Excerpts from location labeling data

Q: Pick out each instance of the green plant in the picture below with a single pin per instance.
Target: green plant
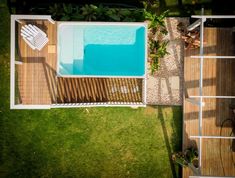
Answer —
(188, 158)
(90, 12)
(157, 30)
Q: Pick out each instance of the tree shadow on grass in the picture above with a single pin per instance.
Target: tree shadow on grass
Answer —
(168, 140)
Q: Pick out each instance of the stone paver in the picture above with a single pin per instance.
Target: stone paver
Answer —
(166, 86)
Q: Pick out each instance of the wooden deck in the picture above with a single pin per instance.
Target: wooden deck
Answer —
(88, 90)
(38, 83)
(37, 75)
(219, 79)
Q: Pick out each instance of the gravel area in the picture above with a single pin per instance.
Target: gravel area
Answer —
(166, 86)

Exercise prompt —
Transcribe everything from the line containing "Q: Pick out each instance of the tree" down to the end of the listing, keeping each line as it appears.

Solution for this problem —
Q: Pick out each instance of the tree shadow on grass in the picture above with a single pin per instance.
Target: tree shadow on grass
Answer —
(168, 140)
Q: Pick out each instance of the stone paver in the picture above with a single pin per instance.
Target: stone paver
Answer —
(166, 86)
Q: Pick out each instance of the wooden deck in the picture above with a single pin per instance.
Target: wooden deck
Answer —
(88, 90)
(38, 83)
(37, 75)
(219, 79)
Q: Pick out each instance of the gravel area in the picture above with a single pin per instance.
Target: gravel area
Answer —
(166, 86)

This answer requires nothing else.